- **Assigned task**: Using the records below, give again exactly the lines from the line that contains "Target: tire" through the line that contains "Return one point per instance of the wooden", both ends included, and only those.

- **Dataset extract**:

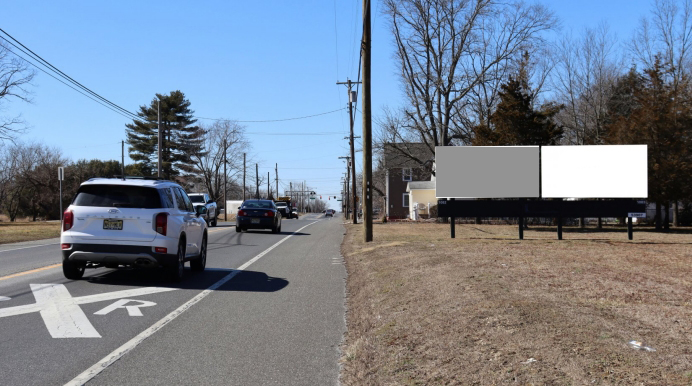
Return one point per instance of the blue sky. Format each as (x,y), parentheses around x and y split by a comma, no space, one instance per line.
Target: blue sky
(241,60)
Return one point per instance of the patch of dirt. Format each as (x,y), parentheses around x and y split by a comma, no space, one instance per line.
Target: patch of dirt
(426,309)
(12,232)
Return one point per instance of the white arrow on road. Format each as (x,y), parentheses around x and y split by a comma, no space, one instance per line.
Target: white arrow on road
(61,312)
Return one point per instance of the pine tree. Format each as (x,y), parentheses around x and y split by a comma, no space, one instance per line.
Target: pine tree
(181,137)
(515,121)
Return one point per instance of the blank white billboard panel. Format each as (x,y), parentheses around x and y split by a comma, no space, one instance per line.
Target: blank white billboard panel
(599,171)
(486,171)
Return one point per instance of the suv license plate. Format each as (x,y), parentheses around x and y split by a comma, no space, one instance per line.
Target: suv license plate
(116,225)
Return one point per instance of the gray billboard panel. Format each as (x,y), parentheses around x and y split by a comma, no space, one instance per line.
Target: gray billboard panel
(486,171)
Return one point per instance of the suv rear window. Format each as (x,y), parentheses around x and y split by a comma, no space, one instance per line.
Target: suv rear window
(197,199)
(121,196)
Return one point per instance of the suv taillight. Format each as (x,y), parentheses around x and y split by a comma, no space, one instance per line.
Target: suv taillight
(67,220)
(161,223)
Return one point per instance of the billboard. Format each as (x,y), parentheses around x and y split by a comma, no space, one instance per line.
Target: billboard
(486,171)
(598,171)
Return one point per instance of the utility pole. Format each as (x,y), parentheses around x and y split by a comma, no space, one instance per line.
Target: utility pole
(158,118)
(351,100)
(257,181)
(122,165)
(348,181)
(277,180)
(244,177)
(225,183)
(367,125)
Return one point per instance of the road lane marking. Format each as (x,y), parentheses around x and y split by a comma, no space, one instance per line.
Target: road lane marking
(61,312)
(108,360)
(30,246)
(30,271)
(62,317)
(132,310)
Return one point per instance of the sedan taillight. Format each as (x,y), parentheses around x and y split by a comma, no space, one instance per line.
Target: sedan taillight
(67,220)
(161,223)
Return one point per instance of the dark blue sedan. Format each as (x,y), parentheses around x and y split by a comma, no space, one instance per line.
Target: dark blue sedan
(258,214)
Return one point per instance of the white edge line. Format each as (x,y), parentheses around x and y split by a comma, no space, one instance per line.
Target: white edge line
(118,353)
(30,246)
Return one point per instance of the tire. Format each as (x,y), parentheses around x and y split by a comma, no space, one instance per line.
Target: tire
(72,270)
(176,271)
(200,262)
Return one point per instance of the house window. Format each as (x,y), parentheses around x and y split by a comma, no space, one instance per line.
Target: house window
(407,174)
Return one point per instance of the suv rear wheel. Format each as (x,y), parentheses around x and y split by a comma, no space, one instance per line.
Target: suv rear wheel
(73,270)
(200,262)
(177,270)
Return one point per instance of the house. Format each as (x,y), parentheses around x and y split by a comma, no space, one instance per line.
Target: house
(404,163)
(422,193)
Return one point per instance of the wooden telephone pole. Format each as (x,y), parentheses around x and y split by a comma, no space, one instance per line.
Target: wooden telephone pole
(367,125)
(351,100)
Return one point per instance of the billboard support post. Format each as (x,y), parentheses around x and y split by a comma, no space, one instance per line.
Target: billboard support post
(452,220)
(559,227)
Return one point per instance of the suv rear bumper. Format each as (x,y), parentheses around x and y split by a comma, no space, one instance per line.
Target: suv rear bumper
(134,255)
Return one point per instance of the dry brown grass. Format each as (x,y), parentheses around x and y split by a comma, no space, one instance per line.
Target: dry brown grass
(12,232)
(426,309)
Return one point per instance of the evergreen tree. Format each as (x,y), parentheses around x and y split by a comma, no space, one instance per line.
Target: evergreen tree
(181,137)
(515,121)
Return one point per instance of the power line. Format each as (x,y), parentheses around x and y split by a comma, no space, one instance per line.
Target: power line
(61,81)
(273,120)
(51,67)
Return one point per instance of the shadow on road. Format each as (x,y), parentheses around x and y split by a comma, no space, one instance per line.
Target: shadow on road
(250,281)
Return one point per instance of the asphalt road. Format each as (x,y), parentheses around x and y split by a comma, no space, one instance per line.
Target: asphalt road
(269,309)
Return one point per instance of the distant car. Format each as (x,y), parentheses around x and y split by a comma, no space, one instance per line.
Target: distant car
(142,223)
(284,208)
(258,214)
(203,199)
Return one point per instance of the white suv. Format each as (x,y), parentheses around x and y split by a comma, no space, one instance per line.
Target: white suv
(132,222)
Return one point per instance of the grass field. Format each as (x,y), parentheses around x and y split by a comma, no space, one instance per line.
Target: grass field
(12,232)
(486,308)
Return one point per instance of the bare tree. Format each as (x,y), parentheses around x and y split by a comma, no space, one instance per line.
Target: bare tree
(15,77)
(586,72)
(450,54)
(667,34)
(223,140)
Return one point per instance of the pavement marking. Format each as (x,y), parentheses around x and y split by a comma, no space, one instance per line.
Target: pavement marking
(31,271)
(63,318)
(109,359)
(30,246)
(61,312)
(132,310)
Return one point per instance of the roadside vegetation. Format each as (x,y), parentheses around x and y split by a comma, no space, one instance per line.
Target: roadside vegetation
(486,308)
(12,232)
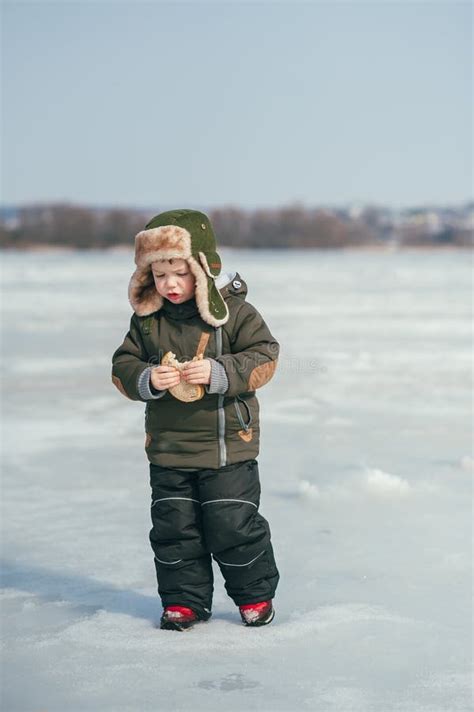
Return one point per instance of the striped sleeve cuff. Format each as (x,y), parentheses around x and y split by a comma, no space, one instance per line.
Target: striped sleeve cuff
(219,381)
(144,386)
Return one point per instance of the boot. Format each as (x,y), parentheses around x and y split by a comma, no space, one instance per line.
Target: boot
(257,613)
(178,618)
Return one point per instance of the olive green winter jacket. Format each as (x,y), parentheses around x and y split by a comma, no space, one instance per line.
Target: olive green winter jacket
(221,428)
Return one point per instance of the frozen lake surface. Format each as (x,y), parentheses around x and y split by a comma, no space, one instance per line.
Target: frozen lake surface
(366,476)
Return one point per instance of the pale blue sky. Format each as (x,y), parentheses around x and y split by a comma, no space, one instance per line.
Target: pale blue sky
(252,104)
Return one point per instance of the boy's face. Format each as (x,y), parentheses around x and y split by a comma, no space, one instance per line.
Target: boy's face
(173,280)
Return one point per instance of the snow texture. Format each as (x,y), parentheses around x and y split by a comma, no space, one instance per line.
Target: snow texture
(366,473)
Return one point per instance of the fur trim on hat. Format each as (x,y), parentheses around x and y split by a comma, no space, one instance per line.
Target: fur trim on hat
(162,243)
(166,243)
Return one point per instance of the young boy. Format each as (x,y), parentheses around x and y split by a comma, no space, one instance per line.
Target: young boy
(196,352)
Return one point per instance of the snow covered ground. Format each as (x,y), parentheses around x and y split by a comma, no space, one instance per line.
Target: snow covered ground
(366,475)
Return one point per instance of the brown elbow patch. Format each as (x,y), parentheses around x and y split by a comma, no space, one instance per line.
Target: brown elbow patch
(118,384)
(246,435)
(261,374)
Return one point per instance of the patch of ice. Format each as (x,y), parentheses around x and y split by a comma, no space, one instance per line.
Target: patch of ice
(339,422)
(383,484)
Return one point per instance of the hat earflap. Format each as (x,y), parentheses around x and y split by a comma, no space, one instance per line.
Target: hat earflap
(142,293)
(210,303)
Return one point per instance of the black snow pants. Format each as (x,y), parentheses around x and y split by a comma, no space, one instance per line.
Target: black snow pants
(200,513)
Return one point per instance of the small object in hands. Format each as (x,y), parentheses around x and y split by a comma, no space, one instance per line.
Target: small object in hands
(255,614)
(186,392)
(178,618)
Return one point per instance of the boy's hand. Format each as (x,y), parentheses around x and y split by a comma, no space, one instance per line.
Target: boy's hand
(163,377)
(198,371)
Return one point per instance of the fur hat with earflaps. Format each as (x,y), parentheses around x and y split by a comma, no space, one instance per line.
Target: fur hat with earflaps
(178,234)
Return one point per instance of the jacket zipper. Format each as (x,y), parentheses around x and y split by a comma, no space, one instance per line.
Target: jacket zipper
(220,409)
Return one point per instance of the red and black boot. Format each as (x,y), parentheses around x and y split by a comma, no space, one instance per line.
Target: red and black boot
(255,614)
(178,618)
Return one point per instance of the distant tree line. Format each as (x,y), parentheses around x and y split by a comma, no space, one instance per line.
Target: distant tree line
(293,226)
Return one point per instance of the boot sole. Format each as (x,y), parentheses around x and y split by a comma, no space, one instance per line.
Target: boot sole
(174,625)
(262,621)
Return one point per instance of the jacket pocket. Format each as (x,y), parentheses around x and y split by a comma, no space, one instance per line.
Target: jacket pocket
(244,415)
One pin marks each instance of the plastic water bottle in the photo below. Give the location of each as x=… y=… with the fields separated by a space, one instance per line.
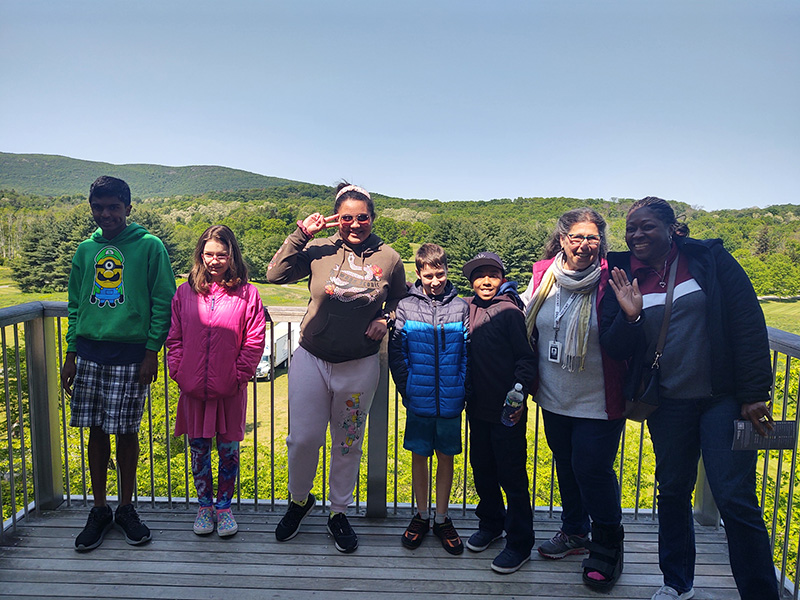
x=514 y=400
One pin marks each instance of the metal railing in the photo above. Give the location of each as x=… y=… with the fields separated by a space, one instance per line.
x=44 y=459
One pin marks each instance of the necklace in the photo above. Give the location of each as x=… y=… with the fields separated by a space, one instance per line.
x=662 y=276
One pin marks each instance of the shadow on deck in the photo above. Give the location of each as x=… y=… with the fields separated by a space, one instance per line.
x=40 y=561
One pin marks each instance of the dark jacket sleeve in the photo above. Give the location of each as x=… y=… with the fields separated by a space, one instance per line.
x=747 y=336
x=619 y=338
x=525 y=365
x=398 y=351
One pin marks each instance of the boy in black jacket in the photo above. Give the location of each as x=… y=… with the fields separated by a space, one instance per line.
x=500 y=357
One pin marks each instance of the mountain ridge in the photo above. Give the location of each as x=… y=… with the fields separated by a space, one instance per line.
x=67 y=176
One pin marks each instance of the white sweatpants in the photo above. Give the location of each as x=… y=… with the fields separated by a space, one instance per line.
x=320 y=393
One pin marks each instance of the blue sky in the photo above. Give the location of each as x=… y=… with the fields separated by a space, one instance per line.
x=696 y=101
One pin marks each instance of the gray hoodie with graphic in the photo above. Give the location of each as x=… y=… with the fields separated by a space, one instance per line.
x=349 y=288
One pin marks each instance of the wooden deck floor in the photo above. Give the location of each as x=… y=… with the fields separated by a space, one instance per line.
x=40 y=562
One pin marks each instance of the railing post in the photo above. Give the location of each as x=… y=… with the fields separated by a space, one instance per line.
x=705 y=509
x=40 y=352
x=378 y=442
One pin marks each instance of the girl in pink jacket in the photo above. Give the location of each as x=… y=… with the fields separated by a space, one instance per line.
x=214 y=344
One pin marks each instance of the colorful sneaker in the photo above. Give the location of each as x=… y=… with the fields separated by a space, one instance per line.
x=482 y=539
x=668 y=593
x=99 y=522
x=128 y=522
x=290 y=523
x=509 y=560
x=415 y=531
x=343 y=535
x=449 y=536
x=226 y=524
x=561 y=545
x=204 y=522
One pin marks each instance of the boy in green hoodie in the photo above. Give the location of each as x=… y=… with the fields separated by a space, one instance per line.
x=120 y=289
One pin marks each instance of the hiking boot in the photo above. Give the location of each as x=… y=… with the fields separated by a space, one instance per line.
x=509 y=560
x=449 y=536
x=415 y=531
x=482 y=539
x=668 y=593
x=99 y=522
x=128 y=522
x=204 y=522
x=226 y=524
x=343 y=535
x=290 y=523
x=561 y=545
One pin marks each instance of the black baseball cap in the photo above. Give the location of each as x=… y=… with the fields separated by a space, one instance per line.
x=483 y=259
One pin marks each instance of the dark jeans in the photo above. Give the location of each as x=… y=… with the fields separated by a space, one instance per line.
x=584 y=451
x=681 y=430
x=498 y=455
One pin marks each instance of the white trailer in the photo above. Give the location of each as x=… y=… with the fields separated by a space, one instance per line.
x=281 y=349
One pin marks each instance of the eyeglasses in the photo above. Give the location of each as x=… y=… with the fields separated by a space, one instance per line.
x=361 y=218
x=577 y=239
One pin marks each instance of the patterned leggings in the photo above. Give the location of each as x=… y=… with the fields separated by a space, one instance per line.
x=201 y=469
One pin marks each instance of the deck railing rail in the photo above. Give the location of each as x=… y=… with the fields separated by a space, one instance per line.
x=43 y=461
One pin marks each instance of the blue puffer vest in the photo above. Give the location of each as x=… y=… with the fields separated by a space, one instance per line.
x=428 y=352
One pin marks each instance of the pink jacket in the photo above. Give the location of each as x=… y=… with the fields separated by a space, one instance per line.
x=613 y=370
x=214 y=345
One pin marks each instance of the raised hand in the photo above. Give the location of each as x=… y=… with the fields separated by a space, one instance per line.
x=628 y=295
x=315 y=222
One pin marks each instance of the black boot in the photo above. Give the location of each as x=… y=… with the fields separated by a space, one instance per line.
x=605 y=556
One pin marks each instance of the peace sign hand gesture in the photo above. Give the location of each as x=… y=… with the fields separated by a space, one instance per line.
x=314 y=223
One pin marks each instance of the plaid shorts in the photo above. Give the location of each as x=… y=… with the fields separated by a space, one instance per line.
x=107 y=396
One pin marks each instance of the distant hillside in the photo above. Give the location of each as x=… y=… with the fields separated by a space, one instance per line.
x=51 y=175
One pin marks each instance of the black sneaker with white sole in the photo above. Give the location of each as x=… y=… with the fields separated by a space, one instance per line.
x=128 y=522
x=290 y=523
x=100 y=520
x=344 y=537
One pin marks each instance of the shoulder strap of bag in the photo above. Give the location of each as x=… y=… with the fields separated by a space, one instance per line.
x=662 y=336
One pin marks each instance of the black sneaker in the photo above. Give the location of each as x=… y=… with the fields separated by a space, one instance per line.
x=509 y=560
x=128 y=522
x=416 y=530
x=290 y=523
x=99 y=522
x=482 y=539
x=344 y=537
x=449 y=536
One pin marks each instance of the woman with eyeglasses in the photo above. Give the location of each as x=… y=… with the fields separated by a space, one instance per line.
x=215 y=341
x=580 y=393
x=714 y=370
x=355 y=282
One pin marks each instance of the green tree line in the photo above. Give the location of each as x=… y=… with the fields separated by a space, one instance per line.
x=38 y=235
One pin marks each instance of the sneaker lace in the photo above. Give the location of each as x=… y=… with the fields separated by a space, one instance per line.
x=417 y=526
x=448 y=530
x=340 y=525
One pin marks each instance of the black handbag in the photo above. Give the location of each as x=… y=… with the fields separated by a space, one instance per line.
x=645 y=400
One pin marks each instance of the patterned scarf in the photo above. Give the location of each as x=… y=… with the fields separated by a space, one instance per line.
x=576 y=318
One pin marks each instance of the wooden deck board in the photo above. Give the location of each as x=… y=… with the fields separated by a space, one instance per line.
x=40 y=562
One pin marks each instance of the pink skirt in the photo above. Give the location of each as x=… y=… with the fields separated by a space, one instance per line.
x=206 y=418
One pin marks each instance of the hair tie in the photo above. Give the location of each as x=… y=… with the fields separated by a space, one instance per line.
x=353 y=188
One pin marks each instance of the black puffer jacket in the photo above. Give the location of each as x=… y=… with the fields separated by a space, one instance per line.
x=500 y=355
x=740 y=360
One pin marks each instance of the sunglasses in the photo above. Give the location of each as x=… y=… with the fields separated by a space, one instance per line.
x=361 y=218
x=577 y=239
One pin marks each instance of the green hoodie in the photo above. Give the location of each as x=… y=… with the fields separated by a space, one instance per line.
x=121 y=289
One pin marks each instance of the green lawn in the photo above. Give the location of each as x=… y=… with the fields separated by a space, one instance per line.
x=782 y=314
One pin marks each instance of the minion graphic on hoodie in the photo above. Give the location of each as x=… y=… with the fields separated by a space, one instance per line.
x=108 y=284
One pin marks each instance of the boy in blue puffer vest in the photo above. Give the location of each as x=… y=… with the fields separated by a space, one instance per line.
x=428 y=359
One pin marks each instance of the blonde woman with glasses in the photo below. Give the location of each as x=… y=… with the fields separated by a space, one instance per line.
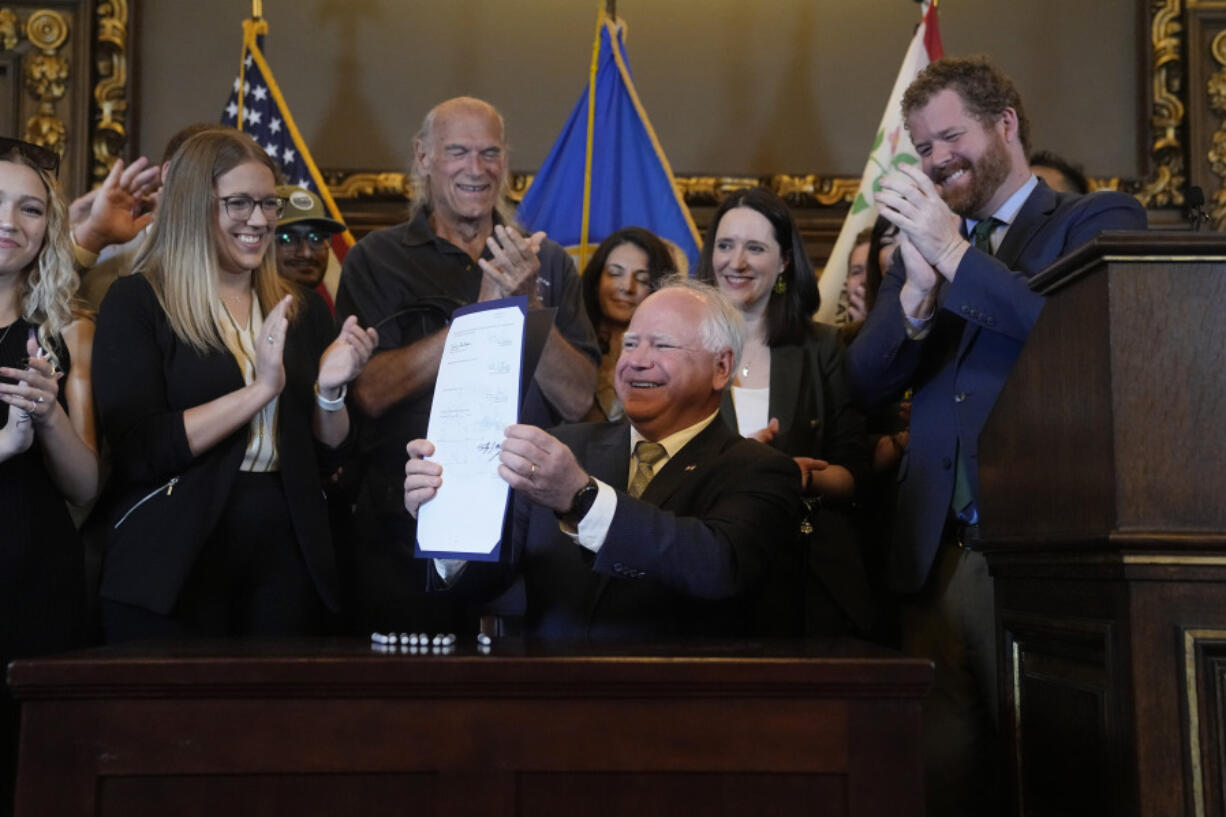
x=221 y=391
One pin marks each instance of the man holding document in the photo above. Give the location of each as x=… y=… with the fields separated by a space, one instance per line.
x=666 y=526
x=457 y=248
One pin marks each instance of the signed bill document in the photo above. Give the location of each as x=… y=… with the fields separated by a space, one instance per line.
x=476 y=396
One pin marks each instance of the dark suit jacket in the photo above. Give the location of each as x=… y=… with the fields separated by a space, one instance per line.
x=144 y=379
x=959 y=368
x=687 y=558
x=810 y=398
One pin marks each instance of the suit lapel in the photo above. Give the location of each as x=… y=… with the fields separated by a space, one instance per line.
x=607 y=455
x=687 y=463
x=786 y=364
x=1034 y=214
x=1030 y=218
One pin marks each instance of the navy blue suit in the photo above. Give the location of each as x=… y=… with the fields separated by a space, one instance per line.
x=959 y=368
x=685 y=558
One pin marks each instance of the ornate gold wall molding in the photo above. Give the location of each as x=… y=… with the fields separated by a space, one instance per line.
x=109 y=120
x=45 y=76
x=1165 y=185
x=1161 y=188
x=1216 y=91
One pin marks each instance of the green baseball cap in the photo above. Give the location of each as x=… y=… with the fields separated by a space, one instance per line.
x=304 y=207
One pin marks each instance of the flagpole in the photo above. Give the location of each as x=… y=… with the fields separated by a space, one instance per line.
x=585 y=220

- **Written response**:
Target: tire
(72,270)
(176,271)
(200,262)
Return one point per instance of the house window. Format each as (x,y), parentheses around x and y split by a comma, no space, one instance per line.
Target: house window
(407,174)
Return one point per instance of the suv rear wheel. Format each as (x,y), parentheses around x and y split by a comma, no space, one instance per line.
Target: suv rear wheel
(73,270)
(200,262)
(177,270)
Return one point per instance of the house. Format each as (x,y), parentheses around x and y split by a comma, no space, one instance per line.
Target: house
(404,163)
(422,193)
Return one point per instance of the wooden telephone pole. Format each as (x,y), parentheses around x and y split by a comma, no space, one instance per line.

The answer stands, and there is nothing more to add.